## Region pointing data
----
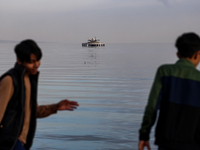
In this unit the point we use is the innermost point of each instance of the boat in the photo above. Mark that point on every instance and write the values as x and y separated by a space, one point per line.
93 42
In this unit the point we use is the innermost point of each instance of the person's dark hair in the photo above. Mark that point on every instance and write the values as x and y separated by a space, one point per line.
25 48
187 44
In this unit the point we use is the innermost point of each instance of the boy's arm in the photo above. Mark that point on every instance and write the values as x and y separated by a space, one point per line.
6 92
46 110
151 108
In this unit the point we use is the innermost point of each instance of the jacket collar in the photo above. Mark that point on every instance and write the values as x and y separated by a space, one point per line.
185 62
21 70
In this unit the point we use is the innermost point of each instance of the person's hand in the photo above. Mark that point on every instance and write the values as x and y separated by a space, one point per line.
142 144
67 105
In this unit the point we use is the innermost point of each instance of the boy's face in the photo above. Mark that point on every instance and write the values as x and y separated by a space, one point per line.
31 66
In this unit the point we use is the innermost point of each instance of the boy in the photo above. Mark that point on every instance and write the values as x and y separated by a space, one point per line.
176 93
18 99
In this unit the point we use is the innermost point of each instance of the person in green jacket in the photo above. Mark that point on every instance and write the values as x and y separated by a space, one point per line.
175 94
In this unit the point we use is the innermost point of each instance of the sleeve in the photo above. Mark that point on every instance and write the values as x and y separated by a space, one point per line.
6 92
46 110
151 108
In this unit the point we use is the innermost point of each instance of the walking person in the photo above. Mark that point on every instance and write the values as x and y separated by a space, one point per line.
176 94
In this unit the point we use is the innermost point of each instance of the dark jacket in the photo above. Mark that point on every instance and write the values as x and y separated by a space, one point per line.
176 93
12 122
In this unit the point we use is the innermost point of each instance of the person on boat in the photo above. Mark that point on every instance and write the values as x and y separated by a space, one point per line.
----
## Exercise details
When you copy the data above, keep each line exact and omit the pictures.

## Result of the exercise
In this unit the point we use is the innermost point of each instance of the boat in the photo above. Mark that point on every instance and write the values as x and y separated by a space, one point per line.
93 42
In this unit the point we use is the innermost point of each instance of the person's dark hair in the photo above. Mark that point on every instance and write the values as x and y separated by a space, one point per line.
25 48
187 44
In this unit the point we use is the innermost point of each instance of the boy's arm in the photo above. Mark that point on every instance and write the values as x and y separated by a space, one point per line.
6 92
46 110
151 108
In this unit the point we use is the innermost point of each instance of the jacket collar in the photo above. Mark that point on every instance and write the values as x and y separated by a space, one point per line.
185 62
21 70
In this unit the point we use is the innermost point of each instance of the person's hand in the photo above. Mark that point on every instance and write the values as x and y separated by a space, one point per line.
142 144
67 105
In this unit the point we use is the innermost point of each instance of the boy's face in the photo above. Mark that point on every instance and write the values as x and y separated by a space, one point per line.
31 66
In this unit the point we use is the innermost point of each instance of the boy in the photo above. Mark that point on every instance and write the values as x and y separated by a space, one point per line.
176 93
18 99
In this unit the point we use is the innermost point of each instance of the person in green jacket in the photo above. Mark that point on every instance and write the values as x and y separated by a space, one point per line.
175 94
In this unit the point we use is the innermost point of each instance of the sleeve in the photo above. Mark that point on every instance and write the values as x and y separated by a space, one point per line.
6 92
46 110
151 108
In this unit the point we use is the innermost point of each instance of the walking person in the photo above. Mark that point on every instance and write the values as x and y separated by a space, one point per line.
176 94
In this unit the point we use is the innermost point of each instance of the dark jacket in the photo above. Mark that point on every instance and write the values as x and y separated by a space, one point per line.
176 93
12 122
In this unit the point we use is the innermost point of each instance of the person on boat in the photo above. Mark that point on every instance and write the values as x and y separated by a space, one point per line.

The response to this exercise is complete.